→ **STATED EXERCISE**
Rewrite all of the material below, replacing every "draw a box around" with "mark with a box" and leaving everything else unchanged. Omit the pictures from your answer.

--- start EXTRACTED MATERIAL ---

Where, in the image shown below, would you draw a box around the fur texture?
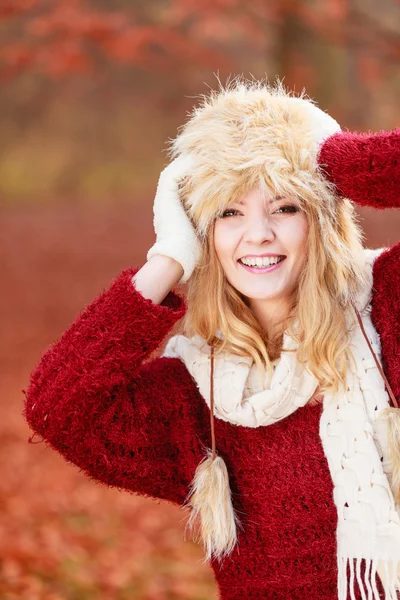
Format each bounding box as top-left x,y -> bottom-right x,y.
171,80 -> 340,237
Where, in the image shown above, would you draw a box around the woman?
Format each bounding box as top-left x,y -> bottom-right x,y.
24,80 -> 400,600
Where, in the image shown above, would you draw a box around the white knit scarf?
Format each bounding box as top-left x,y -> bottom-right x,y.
163,248 -> 400,600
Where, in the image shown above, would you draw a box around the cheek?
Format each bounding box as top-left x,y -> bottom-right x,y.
285,217 -> 308,255
214,224 -> 234,262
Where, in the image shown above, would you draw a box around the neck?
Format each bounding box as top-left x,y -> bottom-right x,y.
250,299 -> 290,338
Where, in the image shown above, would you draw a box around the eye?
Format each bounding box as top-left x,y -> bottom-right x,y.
274,205 -> 300,213
220,208 -> 239,219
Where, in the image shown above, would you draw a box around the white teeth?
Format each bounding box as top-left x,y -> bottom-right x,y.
240,256 -> 283,268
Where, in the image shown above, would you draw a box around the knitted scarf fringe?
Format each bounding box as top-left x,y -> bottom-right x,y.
338,557 -> 400,600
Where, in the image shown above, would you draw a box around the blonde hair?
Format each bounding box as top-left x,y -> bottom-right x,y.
172,78 -> 367,393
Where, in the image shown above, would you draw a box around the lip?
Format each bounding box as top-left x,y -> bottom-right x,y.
237,256 -> 286,275
240,252 -> 286,258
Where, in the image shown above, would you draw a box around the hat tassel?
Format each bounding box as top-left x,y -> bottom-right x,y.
353,305 -> 400,508
185,346 -> 241,562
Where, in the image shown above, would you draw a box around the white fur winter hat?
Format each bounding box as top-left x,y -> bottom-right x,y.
170,78 -> 341,238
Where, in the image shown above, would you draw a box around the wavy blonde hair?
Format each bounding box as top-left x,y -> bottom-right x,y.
172,78 -> 367,393
184,190 -> 366,393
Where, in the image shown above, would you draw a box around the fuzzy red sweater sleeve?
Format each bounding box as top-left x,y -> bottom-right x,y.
23,268 -> 202,504
318,127 -> 400,209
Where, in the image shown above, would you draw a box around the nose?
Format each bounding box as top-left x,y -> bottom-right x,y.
243,215 -> 275,244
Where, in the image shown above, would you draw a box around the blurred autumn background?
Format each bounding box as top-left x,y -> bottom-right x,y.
0,0 -> 400,600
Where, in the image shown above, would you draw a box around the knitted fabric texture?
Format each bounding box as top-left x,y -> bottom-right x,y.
23,244 -> 400,600
164,249 -> 400,600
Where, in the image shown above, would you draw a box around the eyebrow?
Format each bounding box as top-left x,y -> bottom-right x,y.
234,196 -> 285,206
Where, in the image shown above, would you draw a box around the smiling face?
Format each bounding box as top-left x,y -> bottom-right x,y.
214,188 -> 308,314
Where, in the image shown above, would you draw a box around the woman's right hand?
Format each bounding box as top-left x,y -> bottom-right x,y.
147,155 -> 201,283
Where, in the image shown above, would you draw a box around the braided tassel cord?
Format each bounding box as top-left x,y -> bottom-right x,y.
185,346 -> 241,562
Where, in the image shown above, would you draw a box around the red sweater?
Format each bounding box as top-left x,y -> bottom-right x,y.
24,244 -> 400,600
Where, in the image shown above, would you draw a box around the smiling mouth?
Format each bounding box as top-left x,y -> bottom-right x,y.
238,256 -> 286,270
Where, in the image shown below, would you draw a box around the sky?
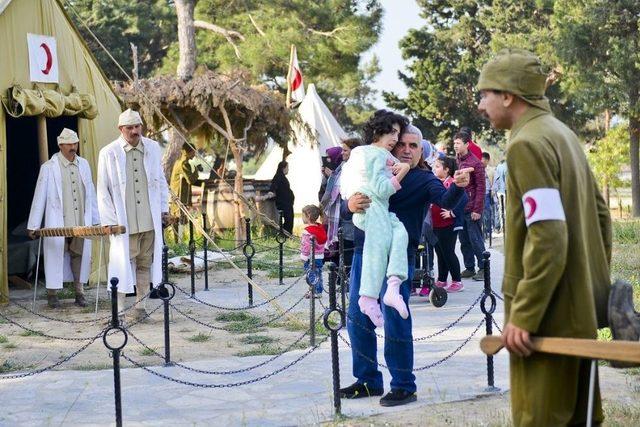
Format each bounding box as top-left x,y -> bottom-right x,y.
363,0 -> 424,108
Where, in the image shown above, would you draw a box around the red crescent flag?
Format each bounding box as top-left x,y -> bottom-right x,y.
27,34 -> 59,83
287,46 -> 304,106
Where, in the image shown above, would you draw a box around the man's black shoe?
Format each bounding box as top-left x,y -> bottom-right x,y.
380,388 -> 418,406
340,382 -> 384,399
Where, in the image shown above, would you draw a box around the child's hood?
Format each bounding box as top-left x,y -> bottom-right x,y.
304,224 -> 327,245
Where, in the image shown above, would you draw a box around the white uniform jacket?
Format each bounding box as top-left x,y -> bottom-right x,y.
97,137 -> 169,293
27,153 -> 100,289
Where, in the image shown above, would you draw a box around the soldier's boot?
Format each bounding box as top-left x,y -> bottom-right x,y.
47,289 -> 62,308
74,282 -> 88,307
609,280 -> 640,368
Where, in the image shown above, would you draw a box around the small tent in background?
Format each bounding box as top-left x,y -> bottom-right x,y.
0,0 -> 121,303
254,84 -> 347,213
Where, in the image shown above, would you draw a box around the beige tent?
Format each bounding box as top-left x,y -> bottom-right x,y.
0,0 -> 121,303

--- end EXTRACTED MATERIAL ---

→ **FULL OUTPUT**
Where, in the image shown below, would you mark with a box the fur texture?
Format each bounding box as top-left x,y -> bottom-right x,y.
171,80 -> 340,237
Where, in the image shown above, would you mark with a box the woman?
Format each bounding box as top-left x,y -> bottom-right x,y.
24,80 -> 400,600
Where, in the image shown above, would you mark with a box the white knit scarf?
Format each bounding box as top-left x,y -> bottom-right x,y.
163,248 -> 400,600
Where, in the image shown above, would you mark with a box the cheek?
Format each bounding box as top-left x,y -> bottom-right x,y.
285,217 -> 308,255
214,224 -> 234,262
Where, in the image shown above, would you mark with a box the neck?
Format each bounding box as top-left x,y -> bottom-right x,y.
250,299 -> 290,338
Where, in the image shown above, would you mark with a box the eye?
Format each bounding box as top-left x,y -> bottom-right x,y.
274,205 -> 300,213
220,208 -> 239,219
Where, in the image shown above, would you mark with a box the white teeth?
Format each bounding box as top-left x,y -> bottom-right x,y.
240,256 -> 283,268
Where, in the image shown above, would you mark with a box the knitted scarf fringe?
Format each bounding box as top-left x,y -> bottom-right x,y.
338,557 -> 400,600
Where, in the image shown above, would you mark with a box the blonde hair?
Format each bounding box as top-left x,y -> bottom-right x,y.
172,78 -> 367,393
Where, in the image shown above, would you mark with a box the lip?
Format each bounding box as top-left x,y -> bottom-right x,y.
237,256 -> 286,275
240,252 -> 286,258
Where, in the image shown above, would you mark with a box the hat tassel?
Format each bounding box as top-left x,y -> bottom-right x,y.
353,305 -> 400,508
185,346 -> 241,562
Where, in the image shown above, would you mark with a box the white fur winter hat?
Format each bounding box as top-left x,y -> bottom-right x,y.
170,78 -> 341,238
Where, in the image shown above, would you mark with a box the wavy blonde hair?
Format each bounding box as top-left x,y -> bottom-right x,y.
172,78 -> 367,393
184,190 -> 366,393
Where, in the image shown above, would you mark with a box the fuzzy red sweater sleeve?
Format each bounding box as top-left x,y -> bottom-right x,y.
23,268 -> 202,504
318,127 -> 400,209
Where, in the image shown above, would you mark with a box the nose?
Format each bounding box as top-left x,y -> bottom-right x,y.
243,215 -> 275,244
Where, in the image shown above, would you mark with a box the blurred autumn background?
Format each bounding box as top-left x,y -> bottom-right x,y.
0,0 -> 400,600
Where, in the image shown above, would you mark with a box the knitted fabric texture?
Format each bounding box as top-left x,y -> bottom-right x,y.
23,244 -> 400,600
164,249 -> 400,600
Where, in the image shown above, would you mark with a box the eyebrow?
Format each bounding box as top-left x,y -> bottom-right x,y.
234,196 -> 285,206
Where, in the image shown above, would you mark with a box the smiling face?
Format each bounding box as top-left x,y -> bottom-right x,y.
214,188 -> 308,314
Where, in the image shown above, would you mark with a box the woman's right hand?
Format each bounding box as top-left x,y -> bottom-right x,y.
147,155 -> 201,283
Where, in the image shown above, would you mark with a box the braided tassel cord?
Format each bounding box as top-left x,y -> bottom-right x,y.
185,346 -> 241,562
Where, in the image shown above, would you mark with a box the red sweater?
Format each bounding box as top-left x,y -> bottom-right x,y.
24,244 -> 400,600
Where, in the image shown above, would you mark with a box the smiling mouth?
Format each bounding box as top-left x,y -> bottom-right x,y.
238,256 -> 286,270
Where, in the image shown below, would you mark with a box the sky?
Format each bounding box as top-left x,y -> bottom-right x,y.
363,0 -> 424,108
Where, in the image shown above, would you mark with a box the red crescent flag?
Format each bounding box as top-left x,y -> bottom-right x,y.
27,34 -> 59,83
287,46 -> 304,106
Where, in the image shown above, would you mark with a box the man's black shoe?
Format each bounding box as top-left x,y -> bottom-right x,y.
380,388 -> 418,406
340,382 -> 384,399
Where, in the image shown above, would you mark with a box the child's hood?
Format each bounding box as top-left x,y -> bottom-right x,y.
304,224 -> 327,245
Where, in the image shown above, would you mark with a box the white uniform jacket?
Format each bounding box as top-left x,y -> bottom-right x,y.
97,137 -> 169,293
27,153 -> 100,289
Where, in the image shown above, would you mark with a box the soldier's boot?
Format each bounding box as top-left x,y -> bottom-right x,y.
47,289 -> 62,308
74,282 -> 88,307
609,280 -> 640,368
Where, in the image shown above, would you mark with a box the small tent in background?
Format each bounding box as top-left x,y -> bottom-right x,y.
0,0 -> 121,303
254,84 -> 347,213
Where, in the image shown above, would you mark with a box the beige tent?
Format each bounding box as top-left x,y -> bottom-right x,y.
0,0 -> 121,303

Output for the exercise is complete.